### Texto de origen

+-------+

Por Javier Kuramura
Año de 1960 y Torreón, como ciudad, recién cumplía las cinco décadas y tres calendarios.
De acuerdo a los censos de esa época figura como la quinta ciudad mexicana en importancia por su población: México, Guadalajara, Monterrey y Ciudad Juárez en ese orden, ocupan los primeros cuatro.
La República Mexicana alcanza una población de 35 millones de habitantes; Coahuila aporta 907 mil 734 y Torreón llega a los 203 mil 153.
En más de medio siglo está consolidado el asentamiento urbano de la ciudad. Con algunas deficiencias en los servicios el proletariado que lleva a cuestas la pujanza citadina, vive apretujado en San Joaquín, La Polvorera, en La Constancia, La Unión, La Fe…
La Durangueña. Hay luz en las casas pero no en las calles, unas tienen agua pero no drenaje. Lo que sí todas tienen y comparten espolvo. El polvo de las calles sin pavimentar que levantan las tolvaneras y los pocos vehículos y camiones urbanos que circulan por sus averiadas arterias de terracería. El progreso de la modernidad de aquel Torreón está del otro lado de El Cerro de la Cruz que rápidamente transforma su orografía en un gran condominio para gente de pocos recursos y La Alianza, ahí donde radica el mayor símbolo de la ciudad, es el centro comercial y de mercadeo por excelencia de la región que en todo el país conocen por Comarca Lagunera.

+-------+

### Registros de datos
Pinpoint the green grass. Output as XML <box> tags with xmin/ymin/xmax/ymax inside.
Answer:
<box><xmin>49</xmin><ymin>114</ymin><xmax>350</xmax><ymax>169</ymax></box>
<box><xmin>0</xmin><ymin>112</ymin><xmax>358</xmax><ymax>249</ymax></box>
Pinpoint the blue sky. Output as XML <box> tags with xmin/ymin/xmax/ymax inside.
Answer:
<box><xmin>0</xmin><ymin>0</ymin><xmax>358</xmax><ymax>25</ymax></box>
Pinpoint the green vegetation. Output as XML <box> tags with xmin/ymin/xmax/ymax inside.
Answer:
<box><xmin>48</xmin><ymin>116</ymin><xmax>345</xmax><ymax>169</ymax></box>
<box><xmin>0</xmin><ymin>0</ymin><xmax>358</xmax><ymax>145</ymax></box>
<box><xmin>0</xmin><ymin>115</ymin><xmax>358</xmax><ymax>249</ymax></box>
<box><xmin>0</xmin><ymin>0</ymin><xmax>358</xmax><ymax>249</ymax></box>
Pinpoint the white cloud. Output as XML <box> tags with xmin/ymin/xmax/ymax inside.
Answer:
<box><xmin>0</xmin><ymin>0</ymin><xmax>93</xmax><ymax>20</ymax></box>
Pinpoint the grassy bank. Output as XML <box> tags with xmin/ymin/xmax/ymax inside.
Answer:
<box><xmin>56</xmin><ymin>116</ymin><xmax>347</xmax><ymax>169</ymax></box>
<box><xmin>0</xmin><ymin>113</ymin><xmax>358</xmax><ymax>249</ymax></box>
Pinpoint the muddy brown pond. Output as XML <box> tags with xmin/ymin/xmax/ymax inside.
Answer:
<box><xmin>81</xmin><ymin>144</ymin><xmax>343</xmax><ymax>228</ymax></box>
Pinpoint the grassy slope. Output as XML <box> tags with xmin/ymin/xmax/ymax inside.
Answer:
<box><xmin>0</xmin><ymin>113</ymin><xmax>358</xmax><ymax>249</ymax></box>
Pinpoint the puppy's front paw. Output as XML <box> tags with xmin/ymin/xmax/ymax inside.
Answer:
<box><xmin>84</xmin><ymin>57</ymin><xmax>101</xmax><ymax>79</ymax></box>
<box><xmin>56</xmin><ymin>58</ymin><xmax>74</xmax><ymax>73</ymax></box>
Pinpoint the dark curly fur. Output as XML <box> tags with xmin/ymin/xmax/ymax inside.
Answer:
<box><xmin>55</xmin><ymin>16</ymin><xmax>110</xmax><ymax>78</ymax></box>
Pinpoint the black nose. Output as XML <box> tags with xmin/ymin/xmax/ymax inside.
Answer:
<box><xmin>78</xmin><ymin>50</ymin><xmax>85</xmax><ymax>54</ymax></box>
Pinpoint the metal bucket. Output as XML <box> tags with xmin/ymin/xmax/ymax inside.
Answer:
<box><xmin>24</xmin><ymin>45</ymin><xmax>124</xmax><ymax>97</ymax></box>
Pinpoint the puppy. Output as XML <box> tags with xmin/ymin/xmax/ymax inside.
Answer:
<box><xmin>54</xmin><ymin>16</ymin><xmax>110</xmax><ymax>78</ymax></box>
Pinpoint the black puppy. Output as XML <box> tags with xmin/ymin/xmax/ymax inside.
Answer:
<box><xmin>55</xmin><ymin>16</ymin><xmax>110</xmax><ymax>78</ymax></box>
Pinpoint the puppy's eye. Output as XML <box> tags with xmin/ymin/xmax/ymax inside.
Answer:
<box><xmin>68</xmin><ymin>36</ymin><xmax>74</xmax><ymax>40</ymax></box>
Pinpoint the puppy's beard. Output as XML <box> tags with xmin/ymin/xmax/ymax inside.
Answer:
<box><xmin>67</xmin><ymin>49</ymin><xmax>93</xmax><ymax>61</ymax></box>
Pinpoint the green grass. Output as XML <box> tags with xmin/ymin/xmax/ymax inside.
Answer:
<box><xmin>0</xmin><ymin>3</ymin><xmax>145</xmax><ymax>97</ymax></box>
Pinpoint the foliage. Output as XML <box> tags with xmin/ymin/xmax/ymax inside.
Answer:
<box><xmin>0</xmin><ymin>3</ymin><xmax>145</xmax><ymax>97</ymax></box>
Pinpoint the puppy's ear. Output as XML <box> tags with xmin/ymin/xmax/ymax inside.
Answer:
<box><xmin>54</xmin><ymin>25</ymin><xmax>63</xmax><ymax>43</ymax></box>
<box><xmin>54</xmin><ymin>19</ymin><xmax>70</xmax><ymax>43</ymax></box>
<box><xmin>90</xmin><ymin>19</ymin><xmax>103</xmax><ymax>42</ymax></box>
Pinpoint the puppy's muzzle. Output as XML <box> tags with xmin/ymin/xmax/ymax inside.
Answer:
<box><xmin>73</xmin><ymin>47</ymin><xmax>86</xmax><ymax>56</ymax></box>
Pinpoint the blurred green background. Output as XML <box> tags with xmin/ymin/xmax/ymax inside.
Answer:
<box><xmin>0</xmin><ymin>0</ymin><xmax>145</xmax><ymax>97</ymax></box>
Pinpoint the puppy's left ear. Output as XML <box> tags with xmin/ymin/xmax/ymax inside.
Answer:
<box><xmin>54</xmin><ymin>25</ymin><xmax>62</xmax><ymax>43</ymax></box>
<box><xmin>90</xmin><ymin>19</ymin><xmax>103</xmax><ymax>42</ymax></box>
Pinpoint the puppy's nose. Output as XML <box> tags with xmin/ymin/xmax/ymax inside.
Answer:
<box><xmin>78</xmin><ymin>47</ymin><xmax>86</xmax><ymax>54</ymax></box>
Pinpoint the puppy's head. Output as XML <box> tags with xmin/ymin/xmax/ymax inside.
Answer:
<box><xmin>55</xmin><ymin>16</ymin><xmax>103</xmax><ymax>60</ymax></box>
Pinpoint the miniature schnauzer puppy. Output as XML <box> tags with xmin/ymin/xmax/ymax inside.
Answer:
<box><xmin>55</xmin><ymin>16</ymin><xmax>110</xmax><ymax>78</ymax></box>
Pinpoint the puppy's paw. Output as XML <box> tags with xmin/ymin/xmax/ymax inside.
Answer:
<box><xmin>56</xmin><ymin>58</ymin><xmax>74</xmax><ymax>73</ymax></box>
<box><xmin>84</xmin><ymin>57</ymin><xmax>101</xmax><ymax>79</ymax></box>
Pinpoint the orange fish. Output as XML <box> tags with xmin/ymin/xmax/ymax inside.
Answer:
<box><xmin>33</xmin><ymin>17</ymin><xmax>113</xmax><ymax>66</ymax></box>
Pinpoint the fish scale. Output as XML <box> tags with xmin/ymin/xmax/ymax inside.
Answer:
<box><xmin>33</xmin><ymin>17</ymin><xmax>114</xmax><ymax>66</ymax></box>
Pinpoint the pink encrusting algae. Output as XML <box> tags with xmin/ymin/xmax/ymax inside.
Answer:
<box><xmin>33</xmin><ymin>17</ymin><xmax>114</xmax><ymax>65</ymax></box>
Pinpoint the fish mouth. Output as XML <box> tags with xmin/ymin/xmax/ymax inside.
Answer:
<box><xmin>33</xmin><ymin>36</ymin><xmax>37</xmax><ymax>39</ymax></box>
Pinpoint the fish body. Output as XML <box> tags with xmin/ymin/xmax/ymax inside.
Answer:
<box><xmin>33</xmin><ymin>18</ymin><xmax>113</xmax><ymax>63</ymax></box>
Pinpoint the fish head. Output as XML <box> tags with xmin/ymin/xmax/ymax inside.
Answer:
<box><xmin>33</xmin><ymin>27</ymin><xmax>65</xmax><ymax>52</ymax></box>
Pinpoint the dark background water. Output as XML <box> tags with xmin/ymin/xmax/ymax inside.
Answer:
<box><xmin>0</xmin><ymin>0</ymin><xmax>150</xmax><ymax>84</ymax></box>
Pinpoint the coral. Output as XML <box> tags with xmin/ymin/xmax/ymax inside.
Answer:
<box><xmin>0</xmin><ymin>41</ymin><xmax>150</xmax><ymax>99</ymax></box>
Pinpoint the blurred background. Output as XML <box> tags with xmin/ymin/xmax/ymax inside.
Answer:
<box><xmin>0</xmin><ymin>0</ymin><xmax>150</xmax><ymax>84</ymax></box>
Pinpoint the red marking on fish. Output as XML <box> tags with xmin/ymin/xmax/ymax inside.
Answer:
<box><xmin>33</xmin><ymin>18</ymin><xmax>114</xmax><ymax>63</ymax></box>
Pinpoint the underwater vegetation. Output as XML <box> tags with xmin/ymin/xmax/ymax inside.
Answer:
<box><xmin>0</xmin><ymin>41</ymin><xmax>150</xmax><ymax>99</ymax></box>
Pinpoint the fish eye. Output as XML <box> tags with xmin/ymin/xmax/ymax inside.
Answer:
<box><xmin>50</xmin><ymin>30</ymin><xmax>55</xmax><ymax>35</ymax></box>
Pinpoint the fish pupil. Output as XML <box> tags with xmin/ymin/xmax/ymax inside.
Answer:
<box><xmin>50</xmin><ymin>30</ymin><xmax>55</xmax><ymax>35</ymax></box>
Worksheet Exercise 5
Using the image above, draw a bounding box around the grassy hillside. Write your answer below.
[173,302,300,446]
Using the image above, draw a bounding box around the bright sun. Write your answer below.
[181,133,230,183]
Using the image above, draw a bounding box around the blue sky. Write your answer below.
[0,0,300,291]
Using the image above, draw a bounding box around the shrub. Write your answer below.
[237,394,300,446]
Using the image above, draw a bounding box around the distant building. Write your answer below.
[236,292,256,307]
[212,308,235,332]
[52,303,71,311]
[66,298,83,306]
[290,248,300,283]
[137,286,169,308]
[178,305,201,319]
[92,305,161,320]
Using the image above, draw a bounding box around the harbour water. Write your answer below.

+-------+

### Qué harás
1. Traduce al inglés esta oración del texto sobre Torreón: "La República Mexicana alcanza una población de 35 millones de habitantes; Coahuila aporta 907 mil 734 y Torreón llega a los 203 mil 153."
2. Imprime sin cambios el tramo del texto sobre Torreón que va desde "De acuerdo a" hasta "los primeros cuatro.".
3. Según el texto sobre Torreón, ¿qué lugar ocupaba esa ciudad entre las ciudades mexicanas por su población?
Apóyate solamente en el texto sobre Torreón.

### Los resultados
1. The Mexican Republic reaches a population of 35 million inhabitants; Coahuila contributes 907,734 and Torreón reaches 203,153.

2.
De acuerdo a los censos de esa época figura como la quinta ciudad mexicana en importancia por su población: México, Guadalajara, Monterrey y Ciudad Juárez en ese orden, ocupan los primeros cuatro.

3. Torreón ocupaba el quinto lugar entre las ciudades mexicanas por su población.